▶ [What to work on]
Skip every line before the one containing "the red flag.", then copy that line and the rest of the entries below exactly, through the last line.

▶ [Material]
-*-

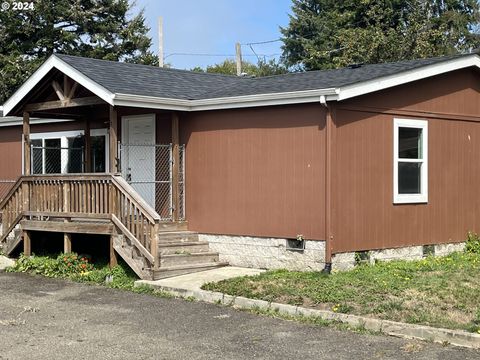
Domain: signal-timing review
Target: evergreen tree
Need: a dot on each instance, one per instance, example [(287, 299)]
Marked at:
[(99, 29), (229, 67), (325, 34)]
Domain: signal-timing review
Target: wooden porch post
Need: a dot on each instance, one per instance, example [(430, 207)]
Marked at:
[(27, 245), (67, 243), (113, 255), (113, 140), (88, 147), (329, 128), (26, 143), (175, 167)]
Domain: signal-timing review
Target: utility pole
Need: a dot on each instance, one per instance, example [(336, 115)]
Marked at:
[(238, 52), (160, 41)]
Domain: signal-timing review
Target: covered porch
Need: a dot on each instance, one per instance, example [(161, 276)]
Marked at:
[(101, 169)]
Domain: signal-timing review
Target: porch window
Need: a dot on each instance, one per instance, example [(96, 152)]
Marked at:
[(64, 152), (57, 153), (410, 165)]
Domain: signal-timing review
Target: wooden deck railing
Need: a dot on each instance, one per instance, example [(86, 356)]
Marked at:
[(97, 196)]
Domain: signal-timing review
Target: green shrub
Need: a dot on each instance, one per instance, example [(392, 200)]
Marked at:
[(78, 268), (472, 244), (65, 265)]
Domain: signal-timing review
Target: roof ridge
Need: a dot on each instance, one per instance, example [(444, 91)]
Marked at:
[(59, 55)]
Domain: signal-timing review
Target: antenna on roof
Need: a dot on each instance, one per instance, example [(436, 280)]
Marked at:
[(160, 41), (238, 53)]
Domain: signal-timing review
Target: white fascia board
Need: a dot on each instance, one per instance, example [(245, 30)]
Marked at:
[(366, 87), (14, 121), (293, 97), (42, 71)]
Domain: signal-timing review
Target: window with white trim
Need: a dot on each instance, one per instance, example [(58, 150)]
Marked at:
[(63, 152), (410, 165)]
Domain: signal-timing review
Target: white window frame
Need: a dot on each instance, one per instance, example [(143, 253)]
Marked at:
[(62, 135), (422, 197)]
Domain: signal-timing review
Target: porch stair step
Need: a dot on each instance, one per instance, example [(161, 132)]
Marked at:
[(126, 251), (188, 259), (12, 241), (169, 237), (184, 247), (166, 272), (174, 226)]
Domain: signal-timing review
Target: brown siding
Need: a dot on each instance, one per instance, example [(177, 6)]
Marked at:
[(10, 153), (256, 171), (364, 214)]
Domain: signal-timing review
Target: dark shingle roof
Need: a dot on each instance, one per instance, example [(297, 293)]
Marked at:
[(134, 79), (181, 84)]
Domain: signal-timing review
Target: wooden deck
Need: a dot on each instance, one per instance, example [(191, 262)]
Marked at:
[(98, 204)]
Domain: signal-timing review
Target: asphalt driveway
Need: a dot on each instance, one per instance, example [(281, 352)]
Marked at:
[(54, 319)]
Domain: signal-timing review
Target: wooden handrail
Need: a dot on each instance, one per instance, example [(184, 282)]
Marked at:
[(136, 198), (10, 193)]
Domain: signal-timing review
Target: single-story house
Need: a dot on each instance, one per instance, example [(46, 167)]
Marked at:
[(186, 171)]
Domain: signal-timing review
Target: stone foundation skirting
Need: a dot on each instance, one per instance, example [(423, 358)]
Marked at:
[(273, 253), (266, 253)]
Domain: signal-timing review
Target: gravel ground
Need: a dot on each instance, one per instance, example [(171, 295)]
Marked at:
[(54, 319)]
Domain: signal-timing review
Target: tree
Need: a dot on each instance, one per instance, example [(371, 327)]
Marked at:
[(99, 29), (325, 34), (229, 67)]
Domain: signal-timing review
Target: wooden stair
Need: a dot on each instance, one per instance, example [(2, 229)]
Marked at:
[(12, 241), (179, 252), (103, 204)]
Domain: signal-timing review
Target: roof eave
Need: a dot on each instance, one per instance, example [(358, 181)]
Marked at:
[(366, 87)]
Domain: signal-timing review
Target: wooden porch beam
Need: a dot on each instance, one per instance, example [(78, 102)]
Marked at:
[(66, 85), (58, 104), (26, 144), (71, 93), (113, 139), (88, 147), (58, 90), (175, 167)]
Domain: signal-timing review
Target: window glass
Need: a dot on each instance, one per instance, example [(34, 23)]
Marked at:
[(409, 178), (37, 156), (53, 156), (75, 154), (98, 154), (409, 143)]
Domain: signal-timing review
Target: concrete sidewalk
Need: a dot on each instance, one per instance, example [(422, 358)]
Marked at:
[(194, 281)]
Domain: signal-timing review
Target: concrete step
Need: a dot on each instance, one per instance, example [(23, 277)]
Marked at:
[(174, 226), (181, 270), (188, 259), (177, 236), (184, 247)]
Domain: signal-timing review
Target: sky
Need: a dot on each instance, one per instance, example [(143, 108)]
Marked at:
[(213, 27)]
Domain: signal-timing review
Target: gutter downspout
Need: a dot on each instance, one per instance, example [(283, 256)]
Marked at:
[(328, 185)]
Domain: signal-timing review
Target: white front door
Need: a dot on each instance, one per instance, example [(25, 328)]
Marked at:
[(138, 154)]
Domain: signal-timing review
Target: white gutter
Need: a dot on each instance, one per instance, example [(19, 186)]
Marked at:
[(293, 97)]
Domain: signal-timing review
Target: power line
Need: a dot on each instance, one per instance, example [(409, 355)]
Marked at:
[(261, 42), (219, 55)]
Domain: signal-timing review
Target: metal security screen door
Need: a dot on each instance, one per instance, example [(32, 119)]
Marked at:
[(138, 159)]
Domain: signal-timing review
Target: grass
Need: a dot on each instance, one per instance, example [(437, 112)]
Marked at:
[(435, 291), (80, 269)]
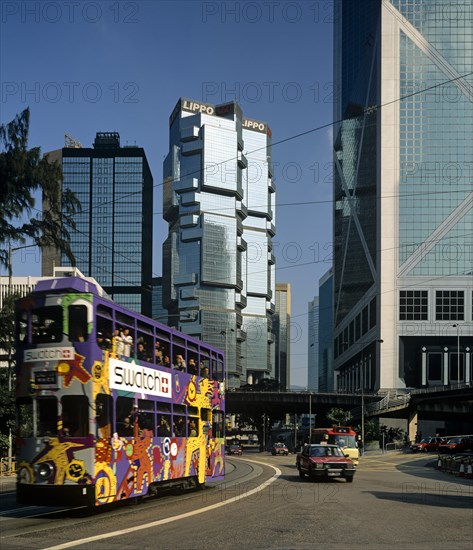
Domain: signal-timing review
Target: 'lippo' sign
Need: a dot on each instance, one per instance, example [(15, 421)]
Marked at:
[(48, 354), (136, 378)]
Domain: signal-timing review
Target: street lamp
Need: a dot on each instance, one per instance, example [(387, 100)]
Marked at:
[(457, 326), (310, 418)]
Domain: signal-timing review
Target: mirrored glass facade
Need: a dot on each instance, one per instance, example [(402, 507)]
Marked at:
[(113, 238), (218, 268), (403, 215)]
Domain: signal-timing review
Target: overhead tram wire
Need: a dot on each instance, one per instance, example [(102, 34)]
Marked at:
[(296, 136), (367, 110)]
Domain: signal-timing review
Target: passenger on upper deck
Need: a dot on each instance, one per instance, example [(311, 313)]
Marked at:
[(180, 364)]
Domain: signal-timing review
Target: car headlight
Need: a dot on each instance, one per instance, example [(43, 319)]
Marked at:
[(44, 471)]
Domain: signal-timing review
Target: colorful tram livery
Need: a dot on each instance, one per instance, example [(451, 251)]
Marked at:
[(102, 414)]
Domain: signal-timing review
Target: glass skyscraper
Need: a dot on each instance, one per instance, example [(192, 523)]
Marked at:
[(113, 237), (313, 314), (218, 266), (403, 190)]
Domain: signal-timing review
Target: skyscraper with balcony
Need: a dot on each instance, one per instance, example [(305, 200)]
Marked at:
[(313, 318), (113, 237), (403, 215), (218, 266)]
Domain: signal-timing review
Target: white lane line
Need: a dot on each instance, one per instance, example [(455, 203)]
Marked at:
[(173, 518)]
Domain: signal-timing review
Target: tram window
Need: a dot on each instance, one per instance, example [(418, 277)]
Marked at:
[(75, 415), (22, 326), (217, 424), (206, 416), (125, 416), (214, 369), (47, 324), (204, 367), (104, 311), (178, 358), (146, 417), (24, 410), (218, 370), (104, 333), (46, 416), (179, 409), (78, 323), (193, 427), (103, 413), (161, 406), (123, 319), (146, 424), (164, 425), (144, 347)]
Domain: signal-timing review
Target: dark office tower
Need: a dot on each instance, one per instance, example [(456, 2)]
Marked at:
[(403, 215), (218, 267), (113, 237)]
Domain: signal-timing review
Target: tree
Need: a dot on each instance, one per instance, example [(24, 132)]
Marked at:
[(23, 173), (338, 417)]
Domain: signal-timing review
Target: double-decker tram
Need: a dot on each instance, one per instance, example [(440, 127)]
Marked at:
[(111, 405)]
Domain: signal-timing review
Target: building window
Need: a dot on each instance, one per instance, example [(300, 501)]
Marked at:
[(449, 305), (413, 305)]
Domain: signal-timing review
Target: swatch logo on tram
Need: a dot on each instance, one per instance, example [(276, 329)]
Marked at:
[(132, 377)]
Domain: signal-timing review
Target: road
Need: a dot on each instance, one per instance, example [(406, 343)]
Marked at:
[(397, 500)]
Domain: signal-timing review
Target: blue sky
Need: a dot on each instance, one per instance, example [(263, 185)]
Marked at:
[(91, 66)]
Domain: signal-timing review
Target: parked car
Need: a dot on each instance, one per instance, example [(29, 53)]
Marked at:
[(324, 461), (427, 444), (456, 445), (235, 450), (279, 449)]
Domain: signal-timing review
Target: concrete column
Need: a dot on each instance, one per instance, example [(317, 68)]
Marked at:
[(445, 366)]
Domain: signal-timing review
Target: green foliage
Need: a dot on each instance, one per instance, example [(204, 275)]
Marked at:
[(338, 417), (24, 173), (371, 430)]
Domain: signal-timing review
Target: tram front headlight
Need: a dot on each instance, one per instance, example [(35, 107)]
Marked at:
[(44, 471)]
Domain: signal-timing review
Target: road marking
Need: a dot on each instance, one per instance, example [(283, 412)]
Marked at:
[(173, 518)]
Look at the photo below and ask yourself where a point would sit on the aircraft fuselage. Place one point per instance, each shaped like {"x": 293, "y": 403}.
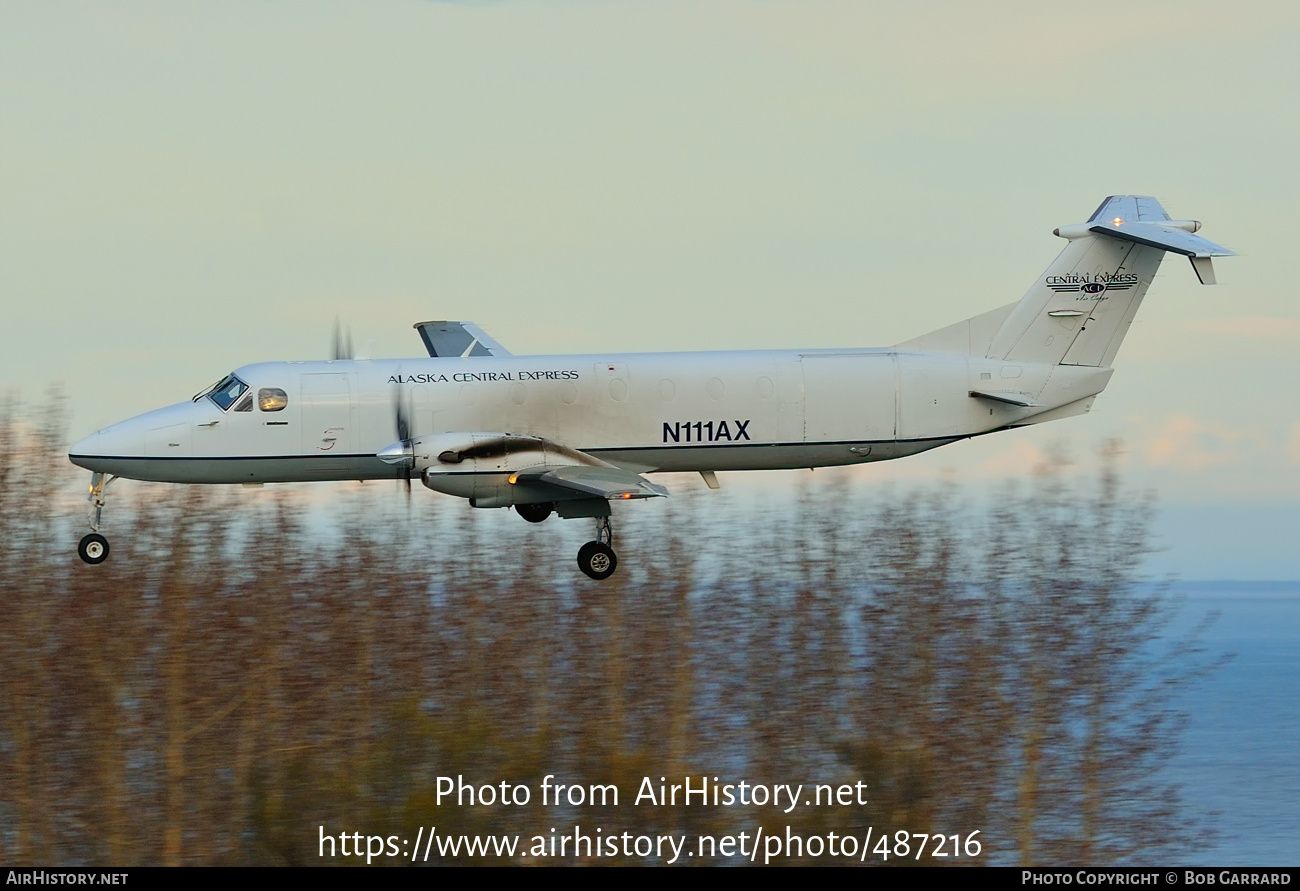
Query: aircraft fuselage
{"x": 657, "y": 411}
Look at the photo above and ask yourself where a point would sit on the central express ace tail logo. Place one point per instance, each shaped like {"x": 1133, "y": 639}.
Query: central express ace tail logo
{"x": 1093, "y": 284}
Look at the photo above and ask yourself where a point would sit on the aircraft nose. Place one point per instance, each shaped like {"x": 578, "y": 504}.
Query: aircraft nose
{"x": 117, "y": 441}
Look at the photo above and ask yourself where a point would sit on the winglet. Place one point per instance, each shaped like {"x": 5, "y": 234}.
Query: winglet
{"x": 458, "y": 340}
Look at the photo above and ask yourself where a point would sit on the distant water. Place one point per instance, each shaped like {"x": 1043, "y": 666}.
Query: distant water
{"x": 1242, "y": 748}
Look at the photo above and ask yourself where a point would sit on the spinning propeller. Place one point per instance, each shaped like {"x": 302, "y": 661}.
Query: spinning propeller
{"x": 401, "y": 454}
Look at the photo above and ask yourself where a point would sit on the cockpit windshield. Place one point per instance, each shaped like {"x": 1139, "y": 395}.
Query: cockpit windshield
{"x": 226, "y": 392}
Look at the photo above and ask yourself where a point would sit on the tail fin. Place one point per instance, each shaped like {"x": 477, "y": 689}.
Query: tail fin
{"x": 1079, "y": 310}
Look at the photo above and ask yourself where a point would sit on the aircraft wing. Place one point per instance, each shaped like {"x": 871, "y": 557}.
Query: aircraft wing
{"x": 1006, "y": 397}
{"x": 458, "y": 340}
{"x": 585, "y": 479}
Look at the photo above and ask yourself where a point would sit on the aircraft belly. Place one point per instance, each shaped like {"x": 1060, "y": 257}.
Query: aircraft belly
{"x": 785, "y": 455}
{"x": 278, "y": 468}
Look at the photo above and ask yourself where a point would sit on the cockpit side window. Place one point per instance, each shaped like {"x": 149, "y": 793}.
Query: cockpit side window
{"x": 228, "y": 392}
{"x": 272, "y": 398}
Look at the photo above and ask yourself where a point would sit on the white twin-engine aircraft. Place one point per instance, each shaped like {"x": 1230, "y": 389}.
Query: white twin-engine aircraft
{"x": 568, "y": 435}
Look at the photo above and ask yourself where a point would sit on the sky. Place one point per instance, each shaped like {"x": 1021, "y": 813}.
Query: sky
{"x": 186, "y": 187}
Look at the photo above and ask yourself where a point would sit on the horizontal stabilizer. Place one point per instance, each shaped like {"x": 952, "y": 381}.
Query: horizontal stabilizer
{"x": 458, "y": 340}
{"x": 602, "y": 481}
{"x": 1006, "y": 397}
{"x": 1166, "y": 238}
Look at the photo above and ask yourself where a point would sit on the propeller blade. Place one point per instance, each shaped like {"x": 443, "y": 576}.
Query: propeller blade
{"x": 341, "y": 345}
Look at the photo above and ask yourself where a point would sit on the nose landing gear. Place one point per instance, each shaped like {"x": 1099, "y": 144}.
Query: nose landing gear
{"x": 597, "y": 558}
{"x": 94, "y": 548}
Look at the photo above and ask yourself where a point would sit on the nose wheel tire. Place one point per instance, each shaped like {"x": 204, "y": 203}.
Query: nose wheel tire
{"x": 597, "y": 559}
{"x": 94, "y": 549}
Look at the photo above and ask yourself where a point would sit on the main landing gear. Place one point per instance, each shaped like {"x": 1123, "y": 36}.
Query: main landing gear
{"x": 94, "y": 548}
{"x": 597, "y": 558}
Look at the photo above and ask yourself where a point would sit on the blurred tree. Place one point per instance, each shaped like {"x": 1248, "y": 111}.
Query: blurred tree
{"x": 245, "y": 671}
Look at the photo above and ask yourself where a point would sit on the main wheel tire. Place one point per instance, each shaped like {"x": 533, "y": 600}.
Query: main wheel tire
{"x": 597, "y": 559}
{"x": 534, "y": 513}
{"x": 92, "y": 549}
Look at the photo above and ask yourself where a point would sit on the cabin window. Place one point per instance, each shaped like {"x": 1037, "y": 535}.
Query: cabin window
{"x": 272, "y": 398}
{"x": 228, "y": 392}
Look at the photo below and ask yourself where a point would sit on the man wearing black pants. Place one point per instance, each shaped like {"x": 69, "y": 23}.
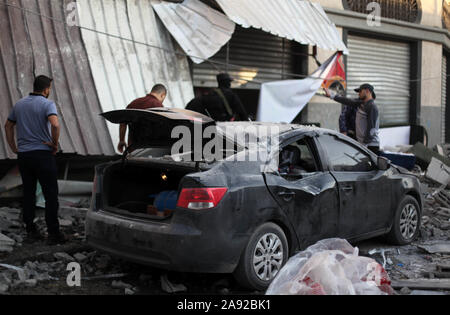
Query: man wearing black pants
{"x": 36, "y": 121}
{"x": 367, "y": 122}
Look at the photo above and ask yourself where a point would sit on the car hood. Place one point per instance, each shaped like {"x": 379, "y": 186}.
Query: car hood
{"x": 153, "y": 127}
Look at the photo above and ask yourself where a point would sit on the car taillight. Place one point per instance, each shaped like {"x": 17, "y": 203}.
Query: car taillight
{"x": 200, "y": 198}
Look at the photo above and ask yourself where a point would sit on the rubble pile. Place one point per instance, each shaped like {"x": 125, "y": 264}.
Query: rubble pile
{"x": 436, "y": 211}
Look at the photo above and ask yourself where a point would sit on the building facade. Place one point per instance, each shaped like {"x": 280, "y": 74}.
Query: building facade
{"x": 403, "y": 53}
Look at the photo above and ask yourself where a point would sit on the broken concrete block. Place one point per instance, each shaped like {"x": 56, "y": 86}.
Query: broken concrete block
{"x": 169, "y": 287}
{"x": 441, "y": 248}
{"x": 80, "y": 257}
{"x": 64, "y": 257}
{"x": 65, "y": 222}
{"x": 438, "y": 172}
{"x": 120, "y": 285}
{"x": 31, "y": 283}
{"x": 4, "y": 288}
{"x": 6, "y": 249}
{"x": 4, "y": 240}
{"x": 129, "y": 291}
{"x": 424, "y": 155}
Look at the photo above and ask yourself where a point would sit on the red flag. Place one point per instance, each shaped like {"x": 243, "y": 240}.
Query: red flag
{"x": 336, "y": 79}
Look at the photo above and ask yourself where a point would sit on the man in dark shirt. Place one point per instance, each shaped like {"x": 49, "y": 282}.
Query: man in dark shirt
{"x": 222, "y": 104}
{"x": 153, "y": 100}
{"x": 36, "y": 120}
{"x": 347, "y": 121}
{"x": 367, "y": 122}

-*-

▶ [The response]
Look at the photo above and ask yourself where a point would sit on the red flag. Place one point per instance, each shaped like {"x": 243, "y": 240}.
Query: red flag
{"x": 336, "y": 79}
Look at the photo above and ask yourself where a point would sit on the man in dark shirt. Place one point per instance, each shaped like {"x": 49, "y": 282}.
Query: man in dark shirt
{"x": 222, "y": 104}
{"x": 153, "y": 100}
{"x": 36, "y": 120}
{"x": 347, "y": 121}
{"x": 367, "y": 122}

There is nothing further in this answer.